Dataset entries

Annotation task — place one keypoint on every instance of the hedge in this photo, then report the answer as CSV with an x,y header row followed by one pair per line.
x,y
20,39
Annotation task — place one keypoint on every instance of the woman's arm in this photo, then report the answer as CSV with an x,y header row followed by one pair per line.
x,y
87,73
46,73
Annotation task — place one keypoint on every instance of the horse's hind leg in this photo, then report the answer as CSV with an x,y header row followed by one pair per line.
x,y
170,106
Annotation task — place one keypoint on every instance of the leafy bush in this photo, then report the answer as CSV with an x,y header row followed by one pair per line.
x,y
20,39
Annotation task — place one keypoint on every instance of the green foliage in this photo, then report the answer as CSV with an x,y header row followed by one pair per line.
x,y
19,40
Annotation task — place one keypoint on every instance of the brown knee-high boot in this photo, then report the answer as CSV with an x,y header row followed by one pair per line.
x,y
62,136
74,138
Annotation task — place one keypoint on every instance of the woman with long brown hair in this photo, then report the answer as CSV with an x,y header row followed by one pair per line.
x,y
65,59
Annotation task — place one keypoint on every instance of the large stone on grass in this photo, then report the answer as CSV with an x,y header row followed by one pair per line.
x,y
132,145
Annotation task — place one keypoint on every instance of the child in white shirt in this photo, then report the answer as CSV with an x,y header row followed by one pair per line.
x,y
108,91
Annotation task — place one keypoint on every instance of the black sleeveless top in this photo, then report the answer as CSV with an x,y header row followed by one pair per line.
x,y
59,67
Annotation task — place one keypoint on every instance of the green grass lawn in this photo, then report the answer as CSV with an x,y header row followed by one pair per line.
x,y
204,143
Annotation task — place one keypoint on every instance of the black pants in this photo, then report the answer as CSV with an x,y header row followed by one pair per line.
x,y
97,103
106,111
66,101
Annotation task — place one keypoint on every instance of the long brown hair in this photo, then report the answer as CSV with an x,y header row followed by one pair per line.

WORK REQUEST:
Output every line above without altering anything.

SOLUTION BELOW:
Annotation task — place one keypoint on every instance of the hedge in this photo, then report the answer as CSV with an x,y header row followed by one pair per line.
x,y
20,39
Annotation task — place one keypoint on every instance of the woman's arm in this photo, then report the answer as CSV with an x,y header row followed by one pair per line.
x,y
87,73
46,73
Annotation task — place one keypoint on every instance of the horse's hind leg in this photo, then report the answer as CSV with an x,y header row followed by one pair per line.
x,y
170,106
Annotation task — place one keypoint on every instance of the leafy bush in this photo, then report the answer as CSV with an x,y header row followed by one pair per line.
x,y
20,39
Annotation task — place one keypoint on every instance of the green foliage in this photo, then report the answer as CSV with an x,y header row followed by one pair per line.
x,y
19,40
Annotation task — place one keypoint on every instance of the brown knee-high boot in this photo, then report the answer as CSV with an x,y header row followed by one pair per line.
x,y
62,136
74,138
Annotation task — place one keypoint on every instance of the woman with long brown hair in this photo, then report the answer as CSV with an x,y header row followed by one pair per line.
x,y
65,59
Annotation task — place one keypoint on every instance of the large stone on grass in this photo, then report the answer as CSV with an x,y header row followed by one pair per line.
x,y
132,145
Annotation task — place one keypoint on every instance of the child in white shirt in this photo, then report the answer as CSV with an x,y header row followed by one pair per line.
x,y
108,91
Annotation task — place one keypoint on every instance of the black sleeveless top in this photo, then report the answer as CSV with an x,y header row followed by one pair per line.
x,y
59,67
Annotation task — place one keypoint on every instance of the green grass lawn in this photo, then report the answer as CSV with an x,y header row followed by one pair per line.
x,y
204,143
Annotation task — place one keypoint on every instance of the black pants in this photo, then report the answer as CSV with an x,y header row followed by one pair per line.
x,y
97,103
106,111
66,101
Annotation task — place one keypoint on every instance of the long brown hair in this photo, then report the answer as CSV with an x,y header row followed by one pair per line.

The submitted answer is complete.